● **Listed records**
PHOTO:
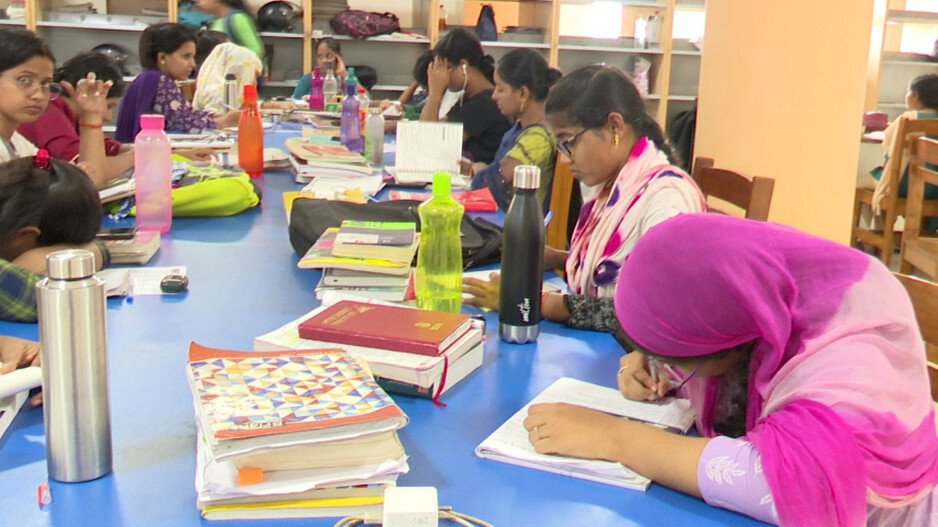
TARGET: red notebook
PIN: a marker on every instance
(386, 327)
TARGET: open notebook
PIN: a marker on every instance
(509, 443)
(424, 148)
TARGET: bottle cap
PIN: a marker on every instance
(149, 121)
(442, 182)
(527, 176)
(250, 93)
(70, 264)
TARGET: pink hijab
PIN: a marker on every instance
(838, 401)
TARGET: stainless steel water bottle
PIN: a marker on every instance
(519, 299)
(73, 340)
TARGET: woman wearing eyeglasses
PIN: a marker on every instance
(614, 146)
(811, 388)
(26, 87)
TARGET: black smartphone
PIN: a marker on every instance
(117, 233)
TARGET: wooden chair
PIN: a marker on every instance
(924, 297)
(892, 206)
(917, 252)
(561, 198)
(751, 194)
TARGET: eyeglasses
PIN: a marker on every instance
(30, 85)
(675, 378)
(566, 145)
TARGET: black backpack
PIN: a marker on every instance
(309, 218)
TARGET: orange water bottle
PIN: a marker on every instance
(251, 134)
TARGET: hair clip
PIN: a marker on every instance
(42, 160)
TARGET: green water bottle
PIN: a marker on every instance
(439, 258)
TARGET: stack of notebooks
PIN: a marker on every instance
(296, 434)
(137, 250)
(364, 258)
(410, 351)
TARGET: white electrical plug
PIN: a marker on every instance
(410, 507)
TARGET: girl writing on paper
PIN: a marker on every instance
(616, 148)
(803, 361)
(460, 64)
(167, 53)
(522, 80)
(45, 205)
(27, 86)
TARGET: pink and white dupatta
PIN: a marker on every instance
(838, 400)
(607, 227)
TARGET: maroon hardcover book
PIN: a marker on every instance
(386, 327)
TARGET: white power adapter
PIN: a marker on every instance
(410, 507)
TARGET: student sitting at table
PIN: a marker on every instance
(328, 50)
(803, 361)
(921, 102)
(232, 19)
(522, 80)
(167, 52)
(45, 205)
(59, 129)
(460, 64)
(27, 86)
(619, 151)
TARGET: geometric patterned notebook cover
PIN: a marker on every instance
(252, 394)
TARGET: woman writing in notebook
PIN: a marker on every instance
(600, 123)
(803, 362)
(522, 80)
(460, 64)
(167, 54)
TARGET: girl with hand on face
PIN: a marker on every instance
(232, 19)
(328, 51)
(27, 86)
(522, 80)
(802, 360)
(616, 148)
(167, 54)
(460, 64)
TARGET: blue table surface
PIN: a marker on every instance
(244, 282)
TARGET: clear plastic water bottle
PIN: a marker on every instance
(439, 258)
(251, 134)
(330, 86)
(522, 272)
(73, 344)
(153, 172)
(351, 133)
(374, 138)
(316, 97)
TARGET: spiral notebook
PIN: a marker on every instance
(425, 148)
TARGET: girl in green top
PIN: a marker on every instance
(231, 18)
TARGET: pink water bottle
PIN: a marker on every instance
(153, 167)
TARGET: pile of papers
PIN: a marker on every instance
(296, 434)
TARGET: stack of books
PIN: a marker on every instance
(410, 351)
(364, 258)
(296, 434)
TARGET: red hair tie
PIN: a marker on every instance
(42, 160)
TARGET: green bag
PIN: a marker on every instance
(209, 190)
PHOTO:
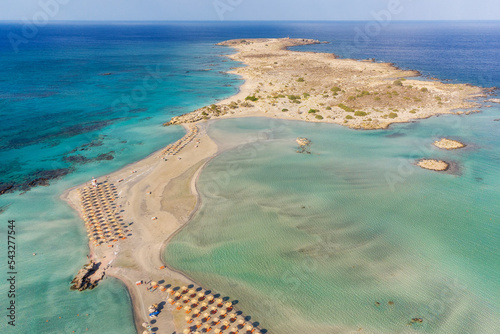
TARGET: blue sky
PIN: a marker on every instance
(248, 9)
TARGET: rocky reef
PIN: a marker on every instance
(435, 165)
(88, 277)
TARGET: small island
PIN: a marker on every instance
(448, 144)
(320, 87)
(435, 165)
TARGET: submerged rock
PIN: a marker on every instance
(448, 144)
(435, 165)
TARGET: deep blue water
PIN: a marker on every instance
(60, 111)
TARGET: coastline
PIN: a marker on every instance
(137, 259)
(320, 87)
(150, 175)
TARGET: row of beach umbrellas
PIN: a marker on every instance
(205, 313)
(101, 214)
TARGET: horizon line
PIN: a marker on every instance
(233, 21)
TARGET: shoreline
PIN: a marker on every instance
(360, 94)
(140, 300)
(129, 268)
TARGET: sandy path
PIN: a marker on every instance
(139, 257)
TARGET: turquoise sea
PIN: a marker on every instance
(305, 243)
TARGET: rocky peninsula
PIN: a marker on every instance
(320, 87)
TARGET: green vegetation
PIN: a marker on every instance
(251, 98)
(345, 108)
(363, 93)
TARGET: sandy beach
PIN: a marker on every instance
(157, 195)
(151, 188)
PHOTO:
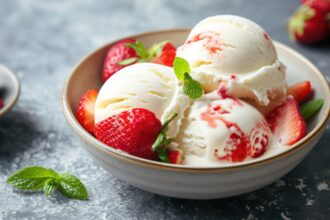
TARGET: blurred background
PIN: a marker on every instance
(41, 40)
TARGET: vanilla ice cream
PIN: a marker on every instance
(144, 85)
(219, 131)
(237, 55)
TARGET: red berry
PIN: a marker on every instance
(85, 111)
(175, 156)
(286, 122)
(308, 24)
(133, 131)
(300, 91)
(167, 55)
(116, 53)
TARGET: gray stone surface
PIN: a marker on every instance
(42, 40)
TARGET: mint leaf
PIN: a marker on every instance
(139, 49)
(156, 49)
(70, 186)
(37, 178)
(128, 61)
(160, 144)
(191, 87)
(181, 66)
(31, 178)
(309, 109)
(50, 186)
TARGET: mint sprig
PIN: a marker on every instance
(310, 108)
(40, 178)
(191, 87)
(162, 140)
(144, 55)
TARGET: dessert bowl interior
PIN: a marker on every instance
(87, 75)
(9, 89)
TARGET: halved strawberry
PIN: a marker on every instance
(300, 91)
(167, 55)
(286, 122)
(117, 53)
(133, 131)
(175, 156)
(85, 111)
(308, 24)
(130, 51)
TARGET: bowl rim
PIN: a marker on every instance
(16, 92)
(134, 160)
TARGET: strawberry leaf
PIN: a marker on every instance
(181, 66)
(309, 109)
(128, 61)
(156, 49)
(162, 140)
(139, 49)
(191, 87)
(50, 186)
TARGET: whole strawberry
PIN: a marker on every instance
(166, 56)
(117, 53)
(133, 131)
(286, 122)
(309, 24)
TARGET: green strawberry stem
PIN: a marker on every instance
(309, 109)
(162, 140)
(191, 87)
(143, 55)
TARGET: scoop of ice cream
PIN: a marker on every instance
(239, 54)
(222, 130)
(145, 85)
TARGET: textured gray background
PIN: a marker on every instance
(42, 40)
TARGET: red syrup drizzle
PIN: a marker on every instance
(239, 145)
(211, 40)
(266, 36)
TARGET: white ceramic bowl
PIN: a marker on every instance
(9, 89)
(194, 182)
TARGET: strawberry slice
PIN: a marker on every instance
(175, 156)
(133, 131)
(117, 53)
(286, 122)
(308, 24)
(85, 111)
(300, 91)
(130, 51)
(166, 57)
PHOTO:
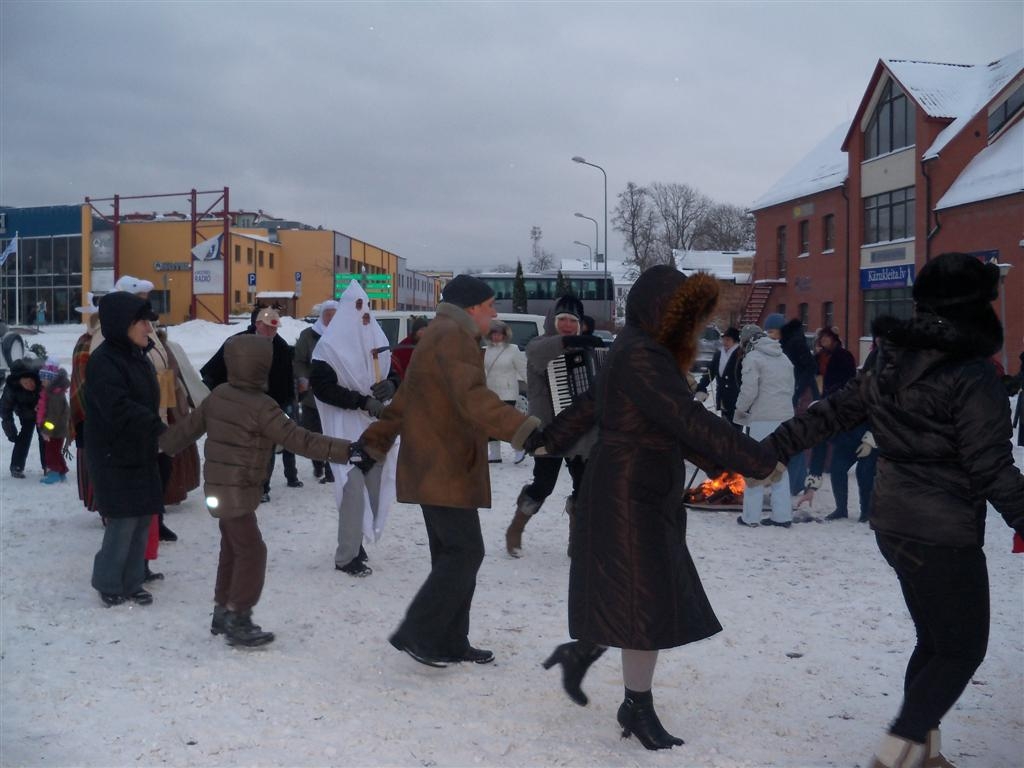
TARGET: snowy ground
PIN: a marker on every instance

● **Exercise objective**
Starting at the line that contains "TARGET: white ceramic bowl" and ending at the last line of the records above, put each line into a JSON list of strings, one string per line, with blank lines left out. Leave the pictures out of the list.

● **Answer for this exercise**
[
  "TARGET: white ceramic bowl",
  "PIN: a marker on every instance",
  "(9, 89)",
  "(194, 182)",
  "TARGET: strawberry slice",
  "PIN: a marker on every instance",
  "(175, 156)",
  "(133, 131)",
  "(117, 53)",
  "(286, 122)",
  "(308, 24)",
  "(85, 111)",
  "(300, 91)",
  "(130, 51)",
  "(166, 57)",
  "PHOTO:",
  "TARGET: snowy ground",
  "PIN: a marker on every instance"
]